#### EXTRACT PROVIDED ####

It seems a long time since “Dutch” was synonymous with tolerance. A founding member of the European Union, the Netherlands developed from the 1970s onwards into a laboratory for social and cultural change, boldly pioneering the legalisation of prostitution, soft drugs, euthanasia and gay marriage.

Those were the days when Dutch politicians and opinion-makers would refer to the Netherlands, without any apparent irony, as a “gidsland”, or “guide country”: a small nation leading by example. Its proudest moment probably came in June 1988 when an ethnically mixed team of Dutch footballers won the European Championships, beating the all-white teams of arch-rival Germany and then Russia. It felt like the ultimate vindication of multiculturalism.

Fast-forward 28 years, and heading the polls today is Geert Wilders’ PVV or Freedom party. Elected “politician of the year 2015”, Wilders is the sole member of the party he founded, ruling over it as undemocratically as the Arab dictators he so despises. He wants the Netherlands to drop the euro and leave the EU. Like Donald Trump he demands an end to all immigration from Islamic countries. A typical Wilders tweet: “As long as we have ‘leaders’ such as [Dutch prime minister] Rutte, Merkel, Obama and Cameron denying Islam and terror are one and the same, there will be more terrorist attacks.”

#### EXTRACTED ENTRIES ####

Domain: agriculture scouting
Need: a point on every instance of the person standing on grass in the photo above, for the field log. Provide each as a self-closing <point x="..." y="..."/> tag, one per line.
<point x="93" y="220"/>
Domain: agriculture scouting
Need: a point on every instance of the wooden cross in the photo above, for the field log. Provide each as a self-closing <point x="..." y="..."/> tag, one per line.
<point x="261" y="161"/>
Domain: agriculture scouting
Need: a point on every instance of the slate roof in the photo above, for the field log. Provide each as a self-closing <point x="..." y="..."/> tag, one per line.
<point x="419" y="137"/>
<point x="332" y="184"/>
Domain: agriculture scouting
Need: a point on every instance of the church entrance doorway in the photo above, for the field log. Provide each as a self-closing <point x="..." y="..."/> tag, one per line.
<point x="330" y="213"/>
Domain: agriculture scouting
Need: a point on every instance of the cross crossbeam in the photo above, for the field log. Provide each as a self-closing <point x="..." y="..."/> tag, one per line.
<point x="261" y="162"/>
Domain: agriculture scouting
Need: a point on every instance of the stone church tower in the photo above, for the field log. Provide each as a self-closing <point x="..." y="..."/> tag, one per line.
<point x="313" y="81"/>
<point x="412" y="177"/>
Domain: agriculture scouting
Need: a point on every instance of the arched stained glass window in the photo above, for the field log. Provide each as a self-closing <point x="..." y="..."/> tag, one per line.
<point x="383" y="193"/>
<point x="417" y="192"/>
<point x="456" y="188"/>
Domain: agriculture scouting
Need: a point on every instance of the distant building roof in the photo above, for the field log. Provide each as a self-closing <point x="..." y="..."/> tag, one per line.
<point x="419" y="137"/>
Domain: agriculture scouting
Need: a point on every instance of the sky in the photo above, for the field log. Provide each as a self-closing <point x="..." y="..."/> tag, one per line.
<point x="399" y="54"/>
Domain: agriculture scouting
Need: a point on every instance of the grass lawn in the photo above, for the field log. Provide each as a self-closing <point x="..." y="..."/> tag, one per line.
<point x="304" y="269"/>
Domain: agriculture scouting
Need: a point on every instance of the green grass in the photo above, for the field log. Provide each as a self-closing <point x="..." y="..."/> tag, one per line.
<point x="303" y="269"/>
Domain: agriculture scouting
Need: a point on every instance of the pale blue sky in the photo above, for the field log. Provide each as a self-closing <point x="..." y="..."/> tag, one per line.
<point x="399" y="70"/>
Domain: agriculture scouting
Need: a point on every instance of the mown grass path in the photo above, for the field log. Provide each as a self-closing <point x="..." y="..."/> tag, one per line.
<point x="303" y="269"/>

####

TASKS TO COMPLETE —
1: Please retype everything from "It seems a long" down to "vindication of multiculturalism." in the piece on Dutch tolerance above.
2: Continue the piece on Dutch tolerance, starting right after its final sentence.

EXPECTED RESPONSES —
1:
It seems a long time since “Dutch” was synonymous with tolerance. A founding member of the European Union, the Netherlands developed from the 1970s onwards into a laboratory for social and cultural change, boldly pioneering the legalisation of prostitution, soft drugs, euthanasia and gay marriage.

Those were the days when Dutch politicians and opinion-makers would refer to the Netherlands, without any apparent irony, as a “gidsland”, or “guide country”: a small nation leading by example. Its proudest moment probably came in June 1988 when an ethnically mixed team of Dutch footballers won the European Championships, beating the all-white teams of arch-rival Germany and then Russia. It felt like the ultimate vindication of multiculturalism.

2:
Of course there was racism and intolerance in the Netherlands during the 70s, 80s and 90s, too, and the country of old has not entirely disappeared. A slim majority continues to vote for pro-EU parties that abhor discrimination against Muslims. The popular mayor of Rotterdam, Ahmed Aboutaleb, is openly and proudly Muslim. The speaker of parliament, Khadija Arib, is of Moroccan descent; and in 2007 Dutch readers voted the book The House of the Mosque by Iranian-born Kader Abdolah to be the second “best Dutch book ever”.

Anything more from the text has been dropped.